▶ **WORK TO COMPLETE**: Below this line is the material. Write out only its lines from the one containing "Target: book spine" through the one containing "Target: window", both kept, exactly.

▶ **MATERIAL PROVIDED**:
##########

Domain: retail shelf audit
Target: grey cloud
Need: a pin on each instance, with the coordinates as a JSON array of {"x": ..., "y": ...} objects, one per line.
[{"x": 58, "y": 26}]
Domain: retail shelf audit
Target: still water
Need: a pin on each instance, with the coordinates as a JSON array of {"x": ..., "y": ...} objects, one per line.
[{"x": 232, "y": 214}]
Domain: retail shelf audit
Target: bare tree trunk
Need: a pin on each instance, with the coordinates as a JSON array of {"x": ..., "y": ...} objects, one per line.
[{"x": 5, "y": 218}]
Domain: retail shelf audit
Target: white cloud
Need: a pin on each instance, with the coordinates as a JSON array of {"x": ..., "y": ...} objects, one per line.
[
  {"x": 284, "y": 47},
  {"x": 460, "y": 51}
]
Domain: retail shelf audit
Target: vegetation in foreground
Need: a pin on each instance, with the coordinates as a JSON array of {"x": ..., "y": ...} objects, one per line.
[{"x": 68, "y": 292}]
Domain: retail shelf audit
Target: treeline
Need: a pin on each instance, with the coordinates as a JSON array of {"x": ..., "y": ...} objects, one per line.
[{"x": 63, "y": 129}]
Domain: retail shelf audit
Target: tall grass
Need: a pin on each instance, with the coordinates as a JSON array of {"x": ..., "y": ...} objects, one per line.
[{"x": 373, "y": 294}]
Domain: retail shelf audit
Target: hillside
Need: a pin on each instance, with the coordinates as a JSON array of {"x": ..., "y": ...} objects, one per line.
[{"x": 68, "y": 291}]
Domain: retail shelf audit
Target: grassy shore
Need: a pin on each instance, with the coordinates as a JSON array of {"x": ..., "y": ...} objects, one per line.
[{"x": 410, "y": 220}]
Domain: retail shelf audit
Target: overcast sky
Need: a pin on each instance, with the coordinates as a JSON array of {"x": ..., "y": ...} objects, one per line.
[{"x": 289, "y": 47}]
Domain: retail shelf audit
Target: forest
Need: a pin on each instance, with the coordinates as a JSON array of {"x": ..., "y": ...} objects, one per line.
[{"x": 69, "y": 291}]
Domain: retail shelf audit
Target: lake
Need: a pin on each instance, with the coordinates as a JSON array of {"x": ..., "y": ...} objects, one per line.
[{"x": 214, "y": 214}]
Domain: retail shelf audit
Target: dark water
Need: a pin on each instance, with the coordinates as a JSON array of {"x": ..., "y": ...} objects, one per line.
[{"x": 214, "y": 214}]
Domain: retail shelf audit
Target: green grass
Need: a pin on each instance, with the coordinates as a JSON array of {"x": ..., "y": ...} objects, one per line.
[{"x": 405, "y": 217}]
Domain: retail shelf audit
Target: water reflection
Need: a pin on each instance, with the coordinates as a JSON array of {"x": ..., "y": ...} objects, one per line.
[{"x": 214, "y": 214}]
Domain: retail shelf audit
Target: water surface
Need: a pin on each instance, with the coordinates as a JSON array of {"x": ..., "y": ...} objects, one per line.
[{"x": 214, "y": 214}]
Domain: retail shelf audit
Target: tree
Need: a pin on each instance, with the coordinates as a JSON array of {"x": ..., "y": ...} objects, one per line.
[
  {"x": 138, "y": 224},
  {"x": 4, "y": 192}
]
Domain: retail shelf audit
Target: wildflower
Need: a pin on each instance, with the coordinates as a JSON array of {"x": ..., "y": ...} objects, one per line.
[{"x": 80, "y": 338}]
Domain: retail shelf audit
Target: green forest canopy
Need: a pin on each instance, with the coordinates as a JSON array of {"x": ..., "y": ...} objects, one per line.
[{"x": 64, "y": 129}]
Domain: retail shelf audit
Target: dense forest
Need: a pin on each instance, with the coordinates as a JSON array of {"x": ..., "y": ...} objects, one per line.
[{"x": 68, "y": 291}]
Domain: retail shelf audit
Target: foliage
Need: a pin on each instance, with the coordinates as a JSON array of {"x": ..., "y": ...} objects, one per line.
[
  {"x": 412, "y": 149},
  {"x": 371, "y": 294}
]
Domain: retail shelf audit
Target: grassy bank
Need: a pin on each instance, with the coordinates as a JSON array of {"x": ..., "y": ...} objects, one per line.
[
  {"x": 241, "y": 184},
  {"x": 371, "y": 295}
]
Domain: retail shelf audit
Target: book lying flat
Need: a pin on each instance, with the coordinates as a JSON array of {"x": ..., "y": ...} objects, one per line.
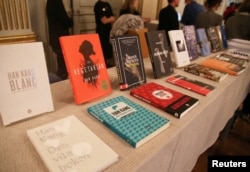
[
  {"x": 68, "y": 145},
  {"x": 206, "y": 72},
  {"x": 131, "y": 121},
  {"x": 25, "y": 89},
  {"x": 169, "y": 100},
  {"x": 191, "y": 84}
]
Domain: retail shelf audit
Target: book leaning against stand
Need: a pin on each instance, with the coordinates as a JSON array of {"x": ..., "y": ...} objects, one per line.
[
  {"x": 69, "y": 145},
  {"x": 25, "y": 89}
]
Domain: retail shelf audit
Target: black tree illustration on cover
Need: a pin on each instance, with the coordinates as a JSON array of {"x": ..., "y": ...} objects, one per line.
[{"x": 89, "y": 69}]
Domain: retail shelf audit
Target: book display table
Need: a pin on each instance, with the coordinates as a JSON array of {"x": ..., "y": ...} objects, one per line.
[{"x": 177, "y": 148}]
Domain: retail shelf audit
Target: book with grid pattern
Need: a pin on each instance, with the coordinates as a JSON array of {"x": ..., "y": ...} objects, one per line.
[{"x": 131, "y": 121}]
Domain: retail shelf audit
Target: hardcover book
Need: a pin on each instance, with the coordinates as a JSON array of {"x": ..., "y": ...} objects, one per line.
[
  {"x": 191, "y": 84},
  {"x": 206, "y": 72},
  {"x": 86, "y": 67},
  {"x": 179, "y": 48},
  {"x": 159, "y": 53},
  {"x": 191, "y": 41},
  {"x": 69, "y": 145},
  {"x": 214, "y": 39},
  {"x": 226, "y": 63},
  {"x": 25, "y": 89},
  {"x": 164, "y": 98},
  {"x": 204, "y": 44},
  {"x": 131, "y": 121},
  {"x": 129, "y": 61}
]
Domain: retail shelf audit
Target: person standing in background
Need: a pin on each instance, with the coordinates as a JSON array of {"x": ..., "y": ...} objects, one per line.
[
  {"x": 209, "y": 18},
  {"x": 168, "y": 18},
  {"x": 104, "y": 18},
  {"x": 59, "y": 24},
  {"x": 191, "y": 11}
]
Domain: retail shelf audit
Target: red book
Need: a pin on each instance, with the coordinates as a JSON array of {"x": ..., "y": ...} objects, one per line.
[
  {"x": 169, "y": 100},
  {"x": 191, "y": 84},
  {"x": 86, "y": 67}
]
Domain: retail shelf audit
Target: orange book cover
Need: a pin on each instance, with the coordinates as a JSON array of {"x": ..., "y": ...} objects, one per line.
[
  {"x": 86, "y": 67},
  {"x": 224, "y": 66}
]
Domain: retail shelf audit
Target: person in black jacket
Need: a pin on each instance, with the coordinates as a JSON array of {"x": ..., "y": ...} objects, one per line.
[{"x": 59, "y": 23}]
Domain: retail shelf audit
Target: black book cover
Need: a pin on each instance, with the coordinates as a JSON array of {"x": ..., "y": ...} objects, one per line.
[
  {"x": 159, "y": 53},
  {"x": 129, "y": 61}
]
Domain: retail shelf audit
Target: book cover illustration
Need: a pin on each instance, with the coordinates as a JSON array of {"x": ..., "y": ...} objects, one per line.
[
  {"x": 204, "y": 44},
  {"x": 131, "y": 121},
  {"x": 206, "y": 72},
  {"x": 179, "y": 47},
  {"x": 69, "y": 145},
  {"x": 191, "y": 84},
  {"x": 164, "y": 98},
  {"x": 129, "y": 61},
  {"x": 214, "y": 39},
  {"x": 86, "y": 67},
  {"x": 159, "y": 53},
  {"x": 25, "y": 89},
  {"x": 191, "y": 41},
  {"x": 225, "y": 63}
]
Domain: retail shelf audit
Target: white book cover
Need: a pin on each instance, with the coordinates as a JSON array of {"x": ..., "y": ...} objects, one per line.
[
  {"x": 179, "y": 48},
  {"x": 25, "y": 89},
  {"x": 69, "y": 145}
]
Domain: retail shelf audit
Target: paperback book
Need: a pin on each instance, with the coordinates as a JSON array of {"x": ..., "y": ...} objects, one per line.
[
  {"x": 206, "y": 72},
  {"x": 204, "y": 44},
  {"x": 86, "y": 67},
  {"x": 191, "y": 84},
  {"x": 191, "y": 41},
  {"x": 179, "y": 48},
  {"x": 129, "y": 61},
  {"x": 159, "y": 53},
  {"x": 25, "y": 88},
  {"x": 226, "y": 63},
  {"x": 164, "y": 98},
  {"x": 129, "y": 120},
  {"x": 69, "y": 145}
]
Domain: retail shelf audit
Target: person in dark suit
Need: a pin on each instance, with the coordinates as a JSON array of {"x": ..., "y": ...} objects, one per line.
[{"x": 59, "y": 23}]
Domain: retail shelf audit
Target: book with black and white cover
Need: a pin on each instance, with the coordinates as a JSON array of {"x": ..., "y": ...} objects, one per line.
[
  {"x": 191, "y": 41},
  {"x": 206, "y": 72},
  {"x": 159, "y": 53},
  {"x": 128, "y": 60},
  {"x": 69, "y": 145},
  {"x": 204, "y": 44},
  {"x": 179, "y": 48},
  {"x": 25, "y": 89},
  {"x": 129, "y": 120},
  {"x": 171, "y": 101}
]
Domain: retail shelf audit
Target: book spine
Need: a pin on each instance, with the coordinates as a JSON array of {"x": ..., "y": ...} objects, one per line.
[{"x": 124, "y": 137}]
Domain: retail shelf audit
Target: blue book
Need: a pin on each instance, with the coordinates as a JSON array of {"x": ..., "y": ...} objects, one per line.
[{"x": 131, "y": 121}]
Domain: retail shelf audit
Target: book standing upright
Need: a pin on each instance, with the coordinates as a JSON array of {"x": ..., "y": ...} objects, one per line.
[
  {"x": 159, "y": 53},
  {"x": 25, "y": 89},
  {"x": 129, "y": 61},
  {"x": 69, "y": 145},
  {"x": 179, "y": 48},
  {"x": 86, "y": 67}
]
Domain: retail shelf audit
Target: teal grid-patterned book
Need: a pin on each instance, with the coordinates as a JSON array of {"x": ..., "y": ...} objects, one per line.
[{"x": 131, "y": 121}]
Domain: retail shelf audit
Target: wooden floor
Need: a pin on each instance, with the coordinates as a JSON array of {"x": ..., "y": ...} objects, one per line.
[{"x": 236, "y": 143}]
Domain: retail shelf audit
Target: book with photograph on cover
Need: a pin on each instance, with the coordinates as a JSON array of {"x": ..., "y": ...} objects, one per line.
[
  {"x": 179, "y": 48},
  {"x": 159, "y": 53},
  {"x": 206, "y": 72},
  {"x": 69, "y": 145},
  {"x": 25, "y": 89},
  {"x": 86, "y": 67},
  {"x": 191, "y": 41},
  {"x": 129, "y": 120},
  {"x": 191, "y": 84},
  {"x": 128, "y": 60},
  {"x": 166, "y": 99}
]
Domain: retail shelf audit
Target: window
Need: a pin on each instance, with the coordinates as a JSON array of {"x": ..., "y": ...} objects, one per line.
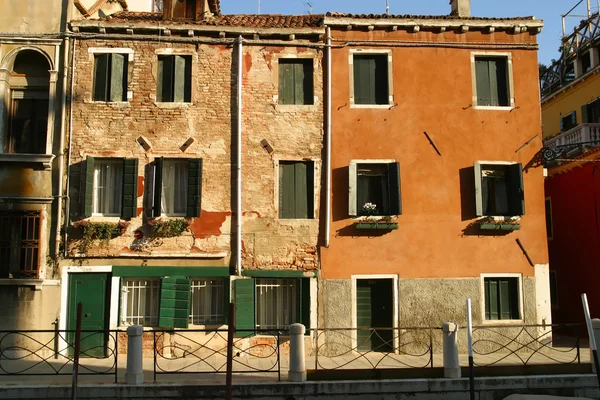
[
  {"x": 110, "y": 187},
  {"x": 140, "y": 301},
  {"x": 207, "y": 305},
  {"x": 177, "y": 187},
  {"x": 549, "y": 228},
  {"x": 110, "y": 77},
  {"x": 492, "y": 81},
  {"x": 19, "y": 244},
  {"x": 371, "y": 81},
  {"x": 377, "y": 183},
  {"x": 501, "y": 298},
  {"x": 174, "y": 79},
  {"x": 296, "y": 81},
  {"x": 568, "y": 122},
  {"x": 499, "y": 189},
  {"x": 296, "y": 190}
]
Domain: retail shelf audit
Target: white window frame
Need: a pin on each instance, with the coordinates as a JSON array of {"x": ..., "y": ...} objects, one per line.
[
  {"x": 511, "y": 89},
  {"x": 519, "y": 321},
  {"x": 95, "y": 186},
  {"x": 387, "y": 52}
]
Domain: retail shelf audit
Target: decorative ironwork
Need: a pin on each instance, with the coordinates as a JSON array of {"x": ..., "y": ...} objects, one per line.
[
  {"x": 201, "y": 351},
  {"x": 527, "y": 344},
  {"x": 380, "y": 348},
  {"x": 39, "y": 352}
]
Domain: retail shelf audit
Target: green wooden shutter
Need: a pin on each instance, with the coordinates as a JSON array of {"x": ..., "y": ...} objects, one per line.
[
  {"x": 394, "y": 189},
  {"x": 478, "y": 190},
  {"x": 88, "y": 195},
  {"x": 194, "y": 192},
  {"x": 516, "y": 189},
  {"x": 157, "y": 204},
  {"x": 130, "y": 178},
  {"x": 174, "y": 302},
  {"x": 118, "y": 77},
  {"x": 245, "y": 309},
  {"x": 482, "y": 77},
  {"x": 101, "y": 77}
]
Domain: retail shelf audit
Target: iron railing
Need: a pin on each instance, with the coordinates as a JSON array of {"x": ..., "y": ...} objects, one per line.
[
  {"x": 366, "y": 348},
  {"x": 51, "y": 352},
  {"x": 204, "y": 351}
]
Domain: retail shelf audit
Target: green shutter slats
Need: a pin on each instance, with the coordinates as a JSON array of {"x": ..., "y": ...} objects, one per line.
[
  {"x": 174, "y": 302},
  {"x": 394, "y": 189},
  {"x": 101, "y": 77},
  {"x": 244, "y": 307},
  {"x": 194, "y": 189},
  {"x": 516, "y": 189},
  {"x": 130, "y": 178},
  {"x": 157, "y": 203},
  {"x": 88, "y": 195},
  {"x": 118, "y": 77}
]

##########

▶ **WORKED SOLUTION**:
Target: book spine
Need: a pin on each instance, with the coordinates as a JSON array of {"x": ..., "y": ...} objects, one per line.
[{"x": 124, "y": 137}]
Domain: retail shelf audit
Target: blue book
Need: a pin on each instance, with the coordinates as a JSON array of {"x": ..., "y": ...} objects, one per line.
[{"x": 131, "y": 121}]
Domain: retail shelf audit
Target: book standing upright
Need: a pin on each instance, with the coordinates as a JSON array of {"x": ..., "y": ...} objects, one per line.
[
  {"x": 159, "y": 53},
  {"x": 25, "y": 89},
  {"x": 129, "y": 61},
  {"x": 69, "y": 145},
  {"x": 179, "y": 48},
  {"x": 86, "y": 67}
]
Domain: retail shelf audit
Target: teal grid-patterned book
Need: a pin on each instance, with the coordinates as a JSON array of {"x": ..., "y": ...} objects, one per line.
[{"x": 131, "y": 121}]
Domain: retail shelf audit
Target: wooden floor
Need: a pin on each instance, with the coordinates as a JSON array of {"x": ..., "y": ...} objects, one per line.
[{"x": 236, "y": 143}]
Domain: retail shelf audit
Target: book with photograph on cover
Need: a pin on each instance, with the coordinates as a JSON array of {"x": ..., "y": ...} objects, one per line.
[
  {"x": 179, "y": 48},
  {"x": 159, "y": 53},
  {"x": 206, "y": 72},
  {"x": 69, "y": 145},
  {"x": 25, "y": 89},
  {"x": 86, "y": 67},
  {"x": 191, "y": 41},
  {"x": 129, "y": 120},
  {"x": 191, "y": 84},
  {"x": 128, "y": 60},
  {"x": 166, "y": 99}
]
Domain: retail shelf audit
Target: window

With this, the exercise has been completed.